Region pointing data:

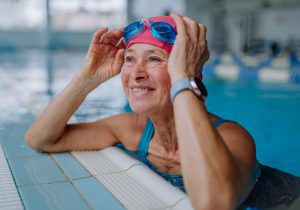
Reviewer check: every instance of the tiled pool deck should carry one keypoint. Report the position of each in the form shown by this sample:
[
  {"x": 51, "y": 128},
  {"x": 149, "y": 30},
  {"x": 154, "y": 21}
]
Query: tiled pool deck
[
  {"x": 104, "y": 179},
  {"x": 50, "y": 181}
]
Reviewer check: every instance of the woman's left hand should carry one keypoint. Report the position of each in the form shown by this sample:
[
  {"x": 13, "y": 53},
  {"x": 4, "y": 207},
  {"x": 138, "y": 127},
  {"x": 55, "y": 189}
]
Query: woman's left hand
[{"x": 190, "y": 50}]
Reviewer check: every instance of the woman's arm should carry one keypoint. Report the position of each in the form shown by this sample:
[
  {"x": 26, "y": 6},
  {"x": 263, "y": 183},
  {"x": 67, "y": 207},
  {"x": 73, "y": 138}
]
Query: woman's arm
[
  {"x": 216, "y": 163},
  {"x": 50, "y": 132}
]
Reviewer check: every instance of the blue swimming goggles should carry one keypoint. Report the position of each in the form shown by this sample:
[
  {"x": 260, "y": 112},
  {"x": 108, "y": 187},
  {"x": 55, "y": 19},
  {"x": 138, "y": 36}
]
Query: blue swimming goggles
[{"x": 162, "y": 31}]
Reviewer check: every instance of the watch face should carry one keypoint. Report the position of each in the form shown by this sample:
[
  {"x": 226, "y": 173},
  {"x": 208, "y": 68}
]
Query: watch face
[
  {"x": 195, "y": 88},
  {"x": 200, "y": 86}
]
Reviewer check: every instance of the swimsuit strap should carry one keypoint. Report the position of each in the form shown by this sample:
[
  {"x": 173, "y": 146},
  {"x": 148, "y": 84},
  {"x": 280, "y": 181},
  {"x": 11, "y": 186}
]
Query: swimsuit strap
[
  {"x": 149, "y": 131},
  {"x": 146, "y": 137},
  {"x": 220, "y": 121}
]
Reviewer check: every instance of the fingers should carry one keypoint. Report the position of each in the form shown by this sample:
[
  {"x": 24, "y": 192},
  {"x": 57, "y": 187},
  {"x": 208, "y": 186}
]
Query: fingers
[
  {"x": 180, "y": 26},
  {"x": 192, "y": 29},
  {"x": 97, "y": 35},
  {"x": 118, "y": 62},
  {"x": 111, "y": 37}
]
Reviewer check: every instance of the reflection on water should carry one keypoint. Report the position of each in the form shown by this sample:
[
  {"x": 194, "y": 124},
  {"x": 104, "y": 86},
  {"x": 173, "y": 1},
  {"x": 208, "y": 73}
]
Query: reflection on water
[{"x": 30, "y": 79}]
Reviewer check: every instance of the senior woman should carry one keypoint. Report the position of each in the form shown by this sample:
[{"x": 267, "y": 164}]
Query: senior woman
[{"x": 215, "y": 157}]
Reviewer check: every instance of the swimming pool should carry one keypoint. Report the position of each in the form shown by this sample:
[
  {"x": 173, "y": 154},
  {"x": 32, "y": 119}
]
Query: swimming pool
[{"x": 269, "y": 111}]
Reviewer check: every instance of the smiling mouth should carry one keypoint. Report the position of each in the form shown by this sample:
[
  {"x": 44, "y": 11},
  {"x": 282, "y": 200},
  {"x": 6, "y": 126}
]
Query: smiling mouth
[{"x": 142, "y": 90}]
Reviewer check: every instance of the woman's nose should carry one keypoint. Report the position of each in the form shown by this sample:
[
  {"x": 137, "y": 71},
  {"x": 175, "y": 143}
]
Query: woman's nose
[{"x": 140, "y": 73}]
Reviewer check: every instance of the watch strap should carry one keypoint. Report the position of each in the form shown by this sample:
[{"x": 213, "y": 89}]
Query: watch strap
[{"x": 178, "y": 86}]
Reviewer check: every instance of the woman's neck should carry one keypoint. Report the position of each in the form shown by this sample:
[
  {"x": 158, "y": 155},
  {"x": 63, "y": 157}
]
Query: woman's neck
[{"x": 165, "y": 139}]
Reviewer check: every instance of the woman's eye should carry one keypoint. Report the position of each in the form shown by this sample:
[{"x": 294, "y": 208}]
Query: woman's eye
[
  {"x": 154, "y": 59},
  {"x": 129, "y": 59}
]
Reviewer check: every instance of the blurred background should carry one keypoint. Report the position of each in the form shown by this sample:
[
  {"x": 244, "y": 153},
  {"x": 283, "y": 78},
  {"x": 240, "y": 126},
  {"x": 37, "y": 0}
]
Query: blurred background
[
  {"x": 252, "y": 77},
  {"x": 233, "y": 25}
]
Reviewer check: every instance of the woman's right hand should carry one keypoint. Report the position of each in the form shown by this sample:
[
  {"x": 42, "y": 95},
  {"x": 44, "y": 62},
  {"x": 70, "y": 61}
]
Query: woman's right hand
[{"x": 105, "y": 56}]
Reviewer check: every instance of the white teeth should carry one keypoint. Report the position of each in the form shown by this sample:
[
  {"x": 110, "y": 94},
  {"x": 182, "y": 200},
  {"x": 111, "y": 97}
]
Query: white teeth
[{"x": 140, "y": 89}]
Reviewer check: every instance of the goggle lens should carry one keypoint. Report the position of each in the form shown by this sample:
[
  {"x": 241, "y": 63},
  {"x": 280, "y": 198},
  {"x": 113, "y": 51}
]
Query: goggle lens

Required work: Your reply must match the data above line for line, except that it holds no pictures.

Written solution:
Reviewer check: every instance of the tiled pool deck should carry one keypoint. Report the position of each in the form shown by this sample:
[
  {"x": 51, "y": 128},
  {"x": 149, "y": 30},
  {"x": 154, "y": 21}
]
Query: tiled pool deck
[
  {"x": 104, "y": 179},
  {"x": 50, "y": 181}
]
Reviewer check: every instance of the woman's left hand should carry one keypoint. Report the position of each in the form shown by this sample:
[
  {"x": 13, "y": 53},
  {"x": 4, "y": 207},
  {"x": 138, "y": 127},
  {"x": 55, "y": 189}
]
Query: woman's left hand
[{"x": 190, "y": 50}]
Reviewer check: every instance of the woman's arm should carry one keypoint. Report the position of each in the form shown by this sample:
[
  {"x": 26, "y": 6},
  {"x": 263, "y": 183},
  {"x": 67, "y": 207},
  {"x": 73, "y": 138}
]
Query: woman's arm
[
  {"x": 216, "y": 163},
  {"x": 50, "y": 132}
]
Reviewer check: every instance of the blue swimming goggles should carry one keypoint. Report the position of each in the form shown by this sample:
[
  {"x": 260, "y": 112},
  {"x": 108, "y": 187},
  {"x": 55, "y": 19},
  {"x": 138, "y": 36}
]
Query: blue swimming goggles
[{"x": 162, "y": 31}]
Reviewer check: every instance of the watch face should carry one keypoint. Report the position of each in the form shown by this sample:
[
  {"x": 226, "y": 173},
  {"x": 208, "y": 68}
]
Query: watch face
[
  {"x": 195, "y": 88},
  {"x": 200, "y": 86}
]
Reviewer check: every instance of the swimsuit strap should carry one keypoint. Report the position of each in the form shown by this sample:
[
  {"x": 173, "y": 146},
  {"x": 148, "y": 84},
  {"x": 280, "y": 181},
  {"x": 11, "y": 186}
]
Query: swimsuit strap
[
  {"x": 149, "y": 131},
  {"x": 146, "y": 137},
  {"x": 220, "y": 121}
]
Reviewer check: every instance of the fingers should carry one keypoint. Report the position of each in the form shown by this sample:
[
  {"x": 24, "y": 192},
  {"x": 57, "y": 187},
  {"x": 208, "y": 186}
]
Query: fingers
[
  {"x": 180, "y": 26},
  {"x": 192, "y": 29},
  {"x": 97, "y": 35},
  {"x": 118, "y": 62},
  {"x": 111, "y": 37}
]
Reviewer check: every instance of the reflection on water should carry one keypoint. Report the position of each in the form shown by this sample:
[
  {"x": 194, "y": 124},
  {"x": 104, "y": 86},
  {"x": 173, "y": 1},
  {"x": 208, "y": 73}
]
Query: reflection on water
[{"x": 30, "y": 79}]
Reviewer check: every instance of the senior woman should carry one keypoint. Report the position of each in the form shown by this sample:
[{"x": 267, "y": 164}]
Query: senior woman
[{"x": 215, "y": 157}]
Reviewer check: every instance of the swimming pool should carry one keypoint. Report the position of each in the form shown by this sample:
[
  {"x": 173, "y": 154},
  {"x": 32, "y": 119}
]
Query: swimming pool
[{"x": 269, "y": 111}]
Reviewer check: every instance of the smiling mouth should carry one keypoint. Report the position of each in the form shown by this sample:
[
  {"x": 44, "y": 11},
  {"x": 282, "y": 200},
  {"x": 6, "y": 126}
]
Query: smiling mouth
[{"x": 142, "y": 90}]
Reviewer check: every instance of the woman's nose should carry one keypoint. Report the position of each in the form shown by this sample:
[
  {"x": 137, "y": 71},
  {"x": 175, "y": 143}
]
Query: woman's nose
[{"x": 140, "y": 73}]
Reviewer check: every instance of the watch strap should carry one keypoint. Report the position of each in the form shown by this sample:
[{"x": 213, "y": 89}]
Query: watch strap
[{"x": 178, "y": 86}]
Reviewer check: every instance of the woman's neck should carry one keypoint. Report the position of each in the form shown by this sample:
[
  {"x": 158, "y": 155},
  {"x": 63, "y": 157}
]
Query: woman's neck
[{"x": 165, "y": 139}]
Reviewer check: every instance of the woman's eye should carry one keypoint. Report the position of each in the form shown by this sample:
[{"x": 294, "y": 208}]
Query: woman's eye
[
  {"x": 154, "y": 59},
  {"x": 129, "y": 59}
]
Reviewer check: every instance of the blurred background should carry one keypoint. Report the position of each in the form shown by this sample:
[
  {"x": 244, "y": 153},
  {"x": 283, "y": 78},
  {"x": 240, "y": 126},
  {"x": 37, "y": 0}
]
Query: blurred background
[
  {"x": 252, "y": 77},
  {"x": 233, "y": 25}
]
Reviewer check: every instance of the woman's right hand should carry one keypoint. Report the position of each in the form shown by this sample:
[
  {"x": 42, "y": 95},
  {"x": 44, "y": 62},
  {"x": 70, "y": 61}
]
Query: woman's right hand
[{"x": 105, "y": 56}]
Reviewer check: every instance of the white teeth should carry one keypoint. Report the position of each in the form shown by this sample:
[
  {"x": 110, "y": 94},
  {"x": 182, "y": 200},
  {"x": 111, "y": 97}
]
Query: white teeth
[{"x": 140, "y": 89}]
Reviewer check: every instance of the goggle lens should carry one keypoint. Report the position of each in the form shown by this sample:
[
  {"x": 241, "y": 63},
  {"x": 280, "y": 198},
  {"x": 113, "y": 51}
]
Query: goggle lens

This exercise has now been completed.